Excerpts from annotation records
______________________________
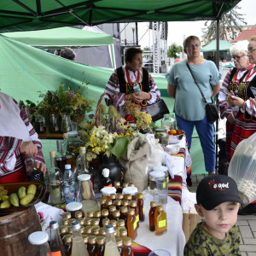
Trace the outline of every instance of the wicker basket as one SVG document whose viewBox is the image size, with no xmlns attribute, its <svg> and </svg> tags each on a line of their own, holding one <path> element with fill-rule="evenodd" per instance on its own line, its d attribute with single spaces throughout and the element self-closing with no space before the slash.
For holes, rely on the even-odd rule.
<svg viewBox="0 0 256 256">
<path fill-rule="evenodd" d="M 100 106 L 101 106 L 102 98 L 104 97 L 105 95 L 108 96 L 108 97 L 110 98 L 110 101 L 112 101 L 112 104 L 113 102 L 113 97 L 112 97 L 112 96 L 109 93 L 108 93 L 108 92 L 102 93 L 102 95 L 101 96 L 101 97 L 100 97 L 100 99 L 98 101 L 98 105 L 97 105 L 96 111 L 96 117 L 95 117 L 96 123 L 95 124 L 96 124 L 96 127 L 99 127 Z"/>
</svg>

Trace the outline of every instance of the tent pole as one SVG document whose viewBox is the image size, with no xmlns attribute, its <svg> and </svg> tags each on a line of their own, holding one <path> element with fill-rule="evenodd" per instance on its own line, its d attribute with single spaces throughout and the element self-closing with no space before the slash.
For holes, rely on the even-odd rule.
<svg viewBox="0 0 256 256">
<path fill-rule="evenodd" d="M 216 66 L 219 70 L 219 17 L 217 17 L 217 29 L 216 29 Z M 216 104 L 218 107 L 218 94 L 216 96 Z M 216 152 L 216 166 L 215 168 L 218 170 L 218 119 L 216 120 L 215 130 L 215 152 Z"/>
</svg>

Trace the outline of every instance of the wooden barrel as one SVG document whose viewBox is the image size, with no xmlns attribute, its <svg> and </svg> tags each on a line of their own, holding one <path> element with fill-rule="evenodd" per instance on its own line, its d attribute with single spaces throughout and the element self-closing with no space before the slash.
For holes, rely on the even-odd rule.
<svg viewBox="0 0 256 256">
<path fill-rule="evenodd" d="M 42 231 L 34 207 L 24 212 L 0 217 L 0 254 L 4 256 L 29 255 L 28 236 Z"/>
</svg>

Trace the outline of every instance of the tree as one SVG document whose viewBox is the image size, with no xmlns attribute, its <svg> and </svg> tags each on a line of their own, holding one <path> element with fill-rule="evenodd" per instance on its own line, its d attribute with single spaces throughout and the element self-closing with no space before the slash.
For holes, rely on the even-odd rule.
<svg viewBox="0 0 256 256">
<path fill-rule="evenodd" d="M 247 23 L 244 21 L 241 17 L 242 15 L 238 13 L 241 7 L 236 6 L 230 12 L 225 14 L 219 20 L 219 39 L 231 41 L 231 38 L 228 36 L 230 32 L 235 33 L 236 32 L 242 31 L 242 25 Z M 210 22 L 210 24 L 208 24 Z M 216 39 L 216 29 L 217 21 L 206 21 L 205 27 L 201 29 L 203 35 L 203 41 L 206 44 L 208 44 L 212 40 Z"/>
<path fill-rule="evenodd" d="M 183 51 L 183 47 L 172 43 L 168 49 L 167 55 L 169 58 L 177 58 L 176 54 Z"/>
</svg>

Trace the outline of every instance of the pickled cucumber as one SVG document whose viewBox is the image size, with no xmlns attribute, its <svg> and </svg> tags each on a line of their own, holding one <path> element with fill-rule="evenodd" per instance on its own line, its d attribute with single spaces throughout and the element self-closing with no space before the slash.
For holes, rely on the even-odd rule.
<svg viewBox="0 0 256 256">
<path fill-rule="evenodd" d="M 19 207 L 19 198 L 16 193 L 11 194 L 9 197 L 9 201 L 13 206 Z"/>
<path fill-rule="evenodd" d="M 9 200 L 4 201 L 1 205 L 0 205 L 0 208 L 3 209 L 3 208 L 9 208 L 10 207 L 10 203 L 9 201 Z"/>
<path fill-rule="evenodd" d="M 25 187 L 20 187 L 18 189 L 18 196 L 20 199 L 23 198 L 26 195 L 26 188 Z"/>
<path fill-rule="evenodd" d="M 29 185 L 29 187 L 26 189 L 26 195 L 32 194 L 35 195 L 36 193 L 37 193 L 37 187 L 34 184 Z"/>
<path fill-rule="evenodd" d="M 34 195 L 32 193 L 27 194 L 20 200 L 20 205 L 21 206 L 26 206 L 28 205 L 34 198 Z"/>
</svg>

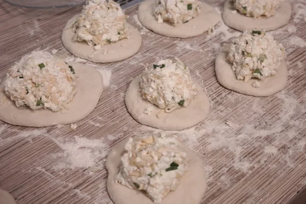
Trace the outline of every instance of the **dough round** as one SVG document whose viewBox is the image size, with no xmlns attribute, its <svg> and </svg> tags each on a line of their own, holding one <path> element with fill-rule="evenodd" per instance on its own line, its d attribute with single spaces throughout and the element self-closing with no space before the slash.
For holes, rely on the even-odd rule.
<svg viewBox="0 0 306 204">
<path fill-rule="evenodd" d="M 107 190 L 115 204 L 154 204 L 139 191 L 130 189 L 115 182 L 121 157 L 128 140 L 114 146 L 106 162 L 108 172 Z M 165 197 L 161 204 L 197 204 L 201 201 L 207 188 L 206 173 L 202 159 L 191 149 L 184 147 L 188 158 L 188 171 L 183 176 L 175 191 Z"/>
<path fill-rule="evenodd" d="M 202 3 L 201 13 L 196 17 L 176 27 L 167 22 L 159 23 L 153 14 L 155 0 L 146 0 L 138 7 L 138 18 L 143 26 L 160 35 L 174 38 L 190 38 L 208 31 L 221 20 L 221 16 L 212 6 Z"/>
<path fill-rule="evenodd" d="M 235 10 L 232 1 L 227 0 L 224 4 L 222 17 L 226 24 L 240 31 L 254 29 L 265 29 L 266 31 L 275 30 L 288 23 L 291 15 L 291 4 L 288 0 L 282 3 L 276 14 L 269 18 L 247 17 L 238 11 L 236 13 L 232 13 Z"/>
<path fill-rule="evenodd" d="M 0 204 L 16 204 L 16 202 L 11 194 L 0 189 Z"/>
<path fill-rule="evenodd" d="M 200 85 L 195 83 L 197 94 L 187 107 L 165 113 L 160 117 L 157 114 L 163 111 L 143 98 L 140 91 L 141 75 L 131 83 L 126 91 L 125 105 L 133 118 L 141 124 L 166 130 L 179 130 L 190 128 L 203 120 L 208 114 L 209 100 Z M 152 110 L 149 115 L 144 112 Z"/>
<path fill-rule="evenodd" d="M 71 28 L 76 15 L 68 21 L 63 34 L 62 41 L 64 46 L 72 55 L 94 62 L 113 62 L 124 60 L 135 55 L 141 45 L 141 36 L 136 29 L 128 24 L 129 38 L 106 44 L 96 50 L 94 46 L 86 42 L 72 40 L 74 33 Z"/>
<path fill-rule="evenodd" d="M 235 71 L 232 69 L 232 64 L 226 58 L 227 53 L 227 48 L 223 48 L 217 56 L 215 65 L 218 81 L 224 87 L 246 95 L 268 96 L 281 91 L 286 87 L 288 74 L 285 62 L 282 63 L 274 76 L 268 76 L 263 80 L 252 78 L 245 83 L 236 78 Z M 255 80 L 260 82 L 260 87 L 253 87 Z"/>
<path fill-rule="evenodd" d="M 102 94 L 103 78 L 94 67 L 75 62 L 69 64 L 75 71 L 76 93 L 72 101 L 68 104 L 67 113 L 17 108 L 0 88 L 0 98 L 7 97 L 0 105 L 0 119 L 16 125 L 45 127 L 72 123 L 88 115 L 95 109 Z"/>
</svg>

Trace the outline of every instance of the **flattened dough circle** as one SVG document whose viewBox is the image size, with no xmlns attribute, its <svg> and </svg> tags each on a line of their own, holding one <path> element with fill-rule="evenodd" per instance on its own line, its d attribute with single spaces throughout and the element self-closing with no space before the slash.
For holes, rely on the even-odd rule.
<svg viewBox="0 0 306 204">
<path fill-rule="evenodd" d="M 107 158 L 106 168 L 108 172 L 107 190 L 109 194 L 115 204 L 154 204 L 140 191 L 130 189 L 115 181 L 127 141 L 126 139 L 115 145 Z M 188 171 L 182 177 L 175 191 L 165 197 L 161 204 L 197 204 L 204 195 L 207 186 L 202 159 L 188 148 L 184 147 L 184 150 L 187 153 L 189 160 Z"/>
<path fill-rule="evenodd" d="M 276 13 L 269 18 L 256 18 L 247 17 L 235 10 L 232 0 L 227 0 L 224 4 L 222 17 L 225 24 L 231 28 L 240 31 L 252 29 L 265 29 L 272 31 L 287 24 L 291 16 L 291 4 L 288 0 L 282 3 Z"/>
<path fill-rule="evenodd" d="M 190 38 L 208 31 L 221 20 L 218 12 L 212 6 L 202 2 L 201 13 L 196 17 L 176 27 L 166 22 L 159 23 L 153 14 L 156 0 L 146 0 L 138 7 L 138 19 L 143 26 L 160 35 L 174 38 Z"/>
<path fill-rule="evenodd" d="M 0 204 L 16 204 L 16 202 L 11 194 L 0 189 Z"/>
<path fill-rule="evenodd" d="M 228 49 L 225 47 L 217 56 L 215 69 L 217 79 L 224 87 L 234 91 L 254 96 L 268 96 L 284 89 L 287 85 L 288 70 L 285 62 L 280 64 L 276 73 L 263 80 L 260 80 L 260 87 L 252 85 L 256 80 L 251 79 L 245 83 L 237 79 L 232 69 L 232 64 L 226 58 Z"/>
<path fill-rule="evenodd" d="M 158 118 L 157 114 L 162 110 L 142 97 L 140 91 L 141 79 L 141 75 L 131 83 L 125 95 L 129 112 L 140 123 L 160 129 L 179 130 L 195 125 L 207 117 L 209 100 L 202 88 L 196 83 L 198 93 L 188 107 L 165 113 Z M 149 107 L 152 110 L 150 115 L 144 113 Z"/>
<path fill-rule="evenodd" d="M 0 105 L 0 119 L 16 125 L 45 127 L 72 123 L 88 115 L 95 109 L 102 94 L 102 75 L 90 66 L 77 63 L 69 64 L 75 71 L 77 89 L 72 101 L 68 104 L 67 113 L 62 114 L 49 109 L 34 111 L 23 107 L 17 108 L 1 88 L 0 98 L 6 97 L 7 100 Z"/>
<path fill-rule="evenodd" d="M 98 50 L 85 42 L 72 40 L 74 33 L 71 26 L 78 16 L 73 16 L 68 21 L 62 35 L 64 46 L 72 55 L 94 62 L 107 63 L 129 58 L 139 50 L 141 45 L 141 35 L 138 30 L 129 24 L 128 24 L 129 39 L 106 44 Z"/>
</svg>

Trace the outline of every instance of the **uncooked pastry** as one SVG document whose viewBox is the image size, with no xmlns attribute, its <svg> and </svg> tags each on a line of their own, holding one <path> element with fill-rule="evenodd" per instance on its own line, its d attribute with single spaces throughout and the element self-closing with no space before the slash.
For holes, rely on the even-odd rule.
<svg viewBox="0 0 306 204">
<path fill-rule="evenodd" d="M 115 182 L 119 172 L 121 157 L 128 140 L 114 146 L 106 162 L 108 172 L 107 190 L 115 204 L 154 204 L 153 201 L 140 191 L 131 189 Z M 182 177 L 174 191 L 165 197 L 161 204 L 199 203 L 206 190 L 206 173 L 202 159 L 187 147 L 188 171 Z"/>
<path fill-rule="evenodd" d="M 66 24 L 62 41 L 65 47 L 72 55 L 94 62 L 113 62 L 123 60 L 135 55 L 141 45 L 141 36 L 136 29 L 128 24 L 129 38 L 106 44 L 96 50 L 93 46 L 89 46 L 85 42 L 73 40 L 74 33 L 72 25 L 78 15 L 71 18 Z"/>
<path fill-rule="evenodd" d="M 34 111 L 27 107 L 17 108 L 0 88 L 0 98 L 7 97 L 0 105 L 0 119 L 17 125 L 45 127 L 72 123 L 88 115 L 95 109 L 102 94 L 103 78 L 94 67 L 75 62 L 69 64 L 75 71 L 76 93 L 68 104 L 66 113 L 49 109 Z"/>
<path fill-rule="evenodd" d="M 202 2 L 201 13 L 195 18 L 176 27 L 166 22 L 159 23 L 153 14 L 156 0 L 146 0 L 138 7 L 138 19 L 143 26 L 156 33 L 170 37 L 190 38 L 208 31 L 221 20 L 212 6 Z"/>
<path fill-rule="evenodd" d="M 232 12 L 235 10 L 232 0 L 227 0 L 223 8 L 222 17 L 226 24 L 240 31 L 250 31 L 256 29 L 272 31 L 282 27 L 288 23 L 291 15 L 291 4 L 288 0 L 282 2 L 276 13 L 269 18 L 252 18 L 241 14 Z"/>
<path fill-rule="evenodd" d="M 16 204 L 16 202 L 11 194 L 0 189 L 0 204 Z"/>
<path fill-rule="evenodd" d="M 129 112 L 140 123 L 160 129 L 179 130 L 195 125 L 207 117 L 209 100 L 200 86 L 195 83 L 198 93 L 188 106 L 164 113 L 158 117 L 157 115 L 164 111 L 142 97 L 140 90 L 141 79 L 141 75 L 131 83 L 125 96 Z M 152 110 L 149 115 L 144 113 L 147 108 Z"/>
<path fill-rule="evenodd" d="M 288 70 L 285 62 L 280 64 L 280 67 L 276 73 L 272 76 L 259 80 L 253 78 L 247 82 L 237 79 L 235 71 L 232 69 L 232 64 L 226 58 L 228 49 L 224 47 L 217 56 L 215 62 L 216 75 L 218 81 L 224 87 L 237 92 L 254 96 L 268 96 L 283 90 L 287 85 Z M 255 81 L 260 83 L 261 86 L 253 87 Z"/>
</svg>

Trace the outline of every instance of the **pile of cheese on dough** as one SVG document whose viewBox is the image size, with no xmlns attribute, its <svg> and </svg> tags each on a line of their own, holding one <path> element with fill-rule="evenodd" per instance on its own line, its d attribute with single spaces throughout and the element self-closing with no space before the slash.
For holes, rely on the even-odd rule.
<svg viewBox="0 0 306 204">
<path fill-rule="evenodd" d="M 263 79 L 274 75 L 285 57 L 285 48 L 264 31 L 245 31 L 230 45 L 227 59 L 239 80 Z M 258 83 L 253 85 L 259 87 Z"/>
<path fill-rule="evenodd" d="M 180 144 L 176 138 L 162 135 L 130 138 L 116 180 L 160 203 L 188 170 L 187 154 Z"/>
<path fill-rule="evenodd" d="M 247 16 L 258 18 L 274 15 L 284 0 L 234 0 L 235 8 Z"/>
<path fill-rule="evenodd" d="M 161 60 L 142 73 L 142 97 L 170 112 L 187 107 L 197 94 L 188 68 L 177 59 Z"/>
<path fill-rule="evenodd" d="M 106 44 L 126 38 L 126 18 L 120 5 L 111 0 L 87 1 L 73 26 L 74 40 L 85 41 L 99 49 Z"/>
<path fill-rule="evenodd" d="M 200 13 L 200 5 L 199 0 L 158 0 L 154 15 L 159 23 L 186 23 Z"/>
<path fill-rule="evenodd" d="M 61 59 L 34 51 L 11 68 L 3 86 L 17 107 L 64 112 L 76 92 L 74 73 L 73 67 Z"/>
</svg>

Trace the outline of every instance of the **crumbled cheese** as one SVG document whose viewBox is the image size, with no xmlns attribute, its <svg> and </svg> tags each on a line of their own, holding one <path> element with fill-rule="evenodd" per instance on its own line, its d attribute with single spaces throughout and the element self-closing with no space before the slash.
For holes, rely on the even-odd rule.
<svg viewBox="0 0 306 204">
<path fill-rule="evenodd" d="M 153 109 L 151 107 L 149 107 L 147 108 L 146 109 L 145 109 L 145 110 L 144 111 L 143 113 L 145 113 L 146 114 L 148 114 L 148 115 L 151 115 L 151 112 L 152 112 L 152 111 L 153 110 Z"/>
<path fill-rule="evenodd" d="M 75 123 L 70 124 L 70 128 L 72 130 L 75 131 L 76 130 L 76 128 L 78 128 L 78 125 Z"/>
<path fill-rule="evenodd" d="M 159 23 L 184 23 L 200 13 L 199 0 L 158 0 L 154 15 Z"/>
<path fill-rule="evenodd" d="M 241 13 L 247 16 L 260 17 L 274 15 L 284 0 L 234 0 L 234 5 Z"/>
<path fill-rule="evenodd" d="M 64 110 L 76 91 L 70 67 L 49 53 L 34 51 L 12 66 L 4 89 L 17 107 Z"/>
<path fill-rule="evenodd" d="M 264 31 L 245 31 L 234 38 L 227 59 L 239 80 L 263 79 L 274 75 L 285 59 L 285 48 Z"/>
<path fill-rule="evenodd" d="M 164 135 L 130 138 L 121 158 L 116 181 L 144 191 L 156 203 L 174 191 L 188 170 L 186 152 L 174 137 Z"/>
<path fill-rule="evenodd" d="M 73 25 L 74 40 L 103 46 L 126 38 L 126 18 L 120 5 L 112 0 L 88 1 Z"/>
<path fill-rule="evenodd" d="M 161 60 L 146 68 L 140 89 L 144 98 L 166 112 L 187 107 L 197 94 L 188 68 L 178 59 Z"/>
</svg>

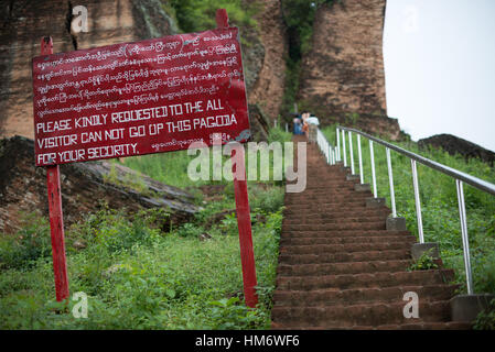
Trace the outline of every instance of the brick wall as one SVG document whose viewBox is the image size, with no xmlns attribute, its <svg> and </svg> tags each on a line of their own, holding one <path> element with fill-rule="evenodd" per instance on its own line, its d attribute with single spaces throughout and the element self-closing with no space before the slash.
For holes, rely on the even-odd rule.
<svg viewBox="0 0 495 352">
<path fill-rule="evenodd" d="M 318 10 L 300 100 L 325 107 L 329 114 L 386 116 L 385 6 L 386 0 L 343 0 Z"/>
</svg>

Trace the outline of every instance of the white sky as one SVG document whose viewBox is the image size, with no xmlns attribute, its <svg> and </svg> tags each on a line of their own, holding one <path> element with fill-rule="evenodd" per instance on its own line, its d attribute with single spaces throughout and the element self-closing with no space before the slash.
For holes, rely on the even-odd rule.
<svg viewBox="0 0 495 352">
<path fill-rule="evenodd" d="M 387 112 L 412 140 L 495 151 L 495 1 L 387 0 Z"/>
</svg>

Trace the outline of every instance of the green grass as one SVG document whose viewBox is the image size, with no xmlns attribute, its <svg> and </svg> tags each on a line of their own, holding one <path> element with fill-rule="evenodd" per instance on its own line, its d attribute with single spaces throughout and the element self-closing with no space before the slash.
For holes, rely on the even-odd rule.
<svg viewBox="0 0 495 352">
<path fill-rule="evenodd" d="M 335 143 L 335 125 L 324 128 L 323 133 L 329 141 Z M 346 133 L 347 162 L 349 162 L 347 138 Z M 357 138 L 355 134 L 353 141 L 356 173 L 359 173 Z M 495 168 L 478 160 L 469 160 L 466 162 L 460 155 L 452 156 L 439 148 L 420 150 L 413 142 L 391 143 L 443 165 L 495 183 Z M 385 147 L 374 143 L 374 150 L 378 197 L 386 197 L 390 207 Z M 362 151 L 365 183 L 372 185 L 369 142 L 364 138 L 362 138 Z M 408 230 L 417 235 L 418 223 L 410 160 L 391 151 L 391 164 L 398 216 L 406 218 Z M 462 285 L 461 290 L 465 292 L 465 272 L 455 180 L 422 164 L 418 163 L 417 165 L 424 241 L 438 242 L 440 244 L 441 257 L 445 266 L 455 270 L 456 282 Z M 474 289 L 476 293 L 495 293 L 495 197 L 469 185 L 464 187 L 464 197 Z"/>
</svg>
______________________________
Your objective: Please reproduce the data starting at the line that contains "Trace the outline of every instance of the **crumbled" and ending at the line that contains "153 109 L 151", swapping "crumbled cheese" for "grated cheese" and leaving everything else unchanged.

Final result:
Trace the outline of every instance of the **grated cheese** as one SVG document whose viewBox is the image size, with no xmlns attribute, its <svg> and </svg> tags each on a line of their own, holding one <path> element with fill-rule="evenodd" per instance on its own line, its d attribute with single spaces throughout and the element self-closing with no space before the slash.
For holes, rely on the even-odd rule.
<svg viewBox="0 0 306 204">
<path fill-rule="evenodd" d="M 153 109 L 151 107 L 149 107 L 147 108 L 146 109 L 145 109 L 145 110 L 144 111 L 143 113 L 145 113 L 146 114 L 148 114 L 148 115 L 151 115 L 151 112 L 152 112 L 152 111 L 153 110 Z"/>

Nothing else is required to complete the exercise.